» **Document text**:
-- Opening Marker --
Although the website does include a privacy policy, key documentation is missing to ensure robust GDPR-compliant use throughout the EU/EEA. In particular, the website does not specify a specific server or data center location, EU data residency, a Data Processing Agreement (DPA) for customers, a list of subprocessors, or relevant certifications. The privacy policy also mentions international data transfers and the use of anonymized call data for training purposes with an opt-out option. Thus, based on the website documentation, fully GDPR-compliant use for EU/EEA users is not substantiated.
Positive
Positively documented are a privacy policy, data subject rights such as access, rectification, deletion, export, and the option to opt out of AI training; security details regarding TLS 1.3 and AES-256; and a reference to safeguards for international data transfers, such as Standard Contractual Clauses (SCCs) and data processing agreements with service providers.
-- Closing Marker --
» **Data excerpt**:
-- Opening Marker --
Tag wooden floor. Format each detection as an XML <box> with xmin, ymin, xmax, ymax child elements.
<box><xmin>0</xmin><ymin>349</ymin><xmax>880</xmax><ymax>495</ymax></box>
-- Closing Marker --
» **Work instruction 1**: Check each statement against the GDPR compliance text and answer yes or no, quoting the words of the text that decide it. (a) The website specifies EU data residency. (b) The privacy policy mentions using anonymized call data for training, with an opt-out option. (c) The security details cover TLS 1.3 and AES-256.
» **Work instruction 2**: Carry on the GDPR compliance text with a few sentences that follow on from its last sentence.

» **Reply 1**:
(a) No: "the website does not specify a specific server or data center location, EU data residency"
(b) Yes: "the use of anonymized call data for training purposes with an opt-out option"
(c) Yes: "security details regarding TLS 1.3 and AES-256"

» **Reply 2**:
Negative
On the negative side, the website does not specify an EU/EEA server location, does not guarantee EU data residency, no Data Processing Agreement (DPA) is available to customers, no subprocessors are named, no certifications such as ISO 27001 or SOC 2 are listed, and no clearly documented enterprise/private cloud/on-premises solution for straightforward EU-compliant use is described. In addition, the privacy policy provides for training using anonymized conversation data unless users opt out.
Server Location
Not specified on the website. The privacy policy only states that data may be transferred to and processed in other countries; no specific location of servers or data centers in the EU/EEA is mentioned.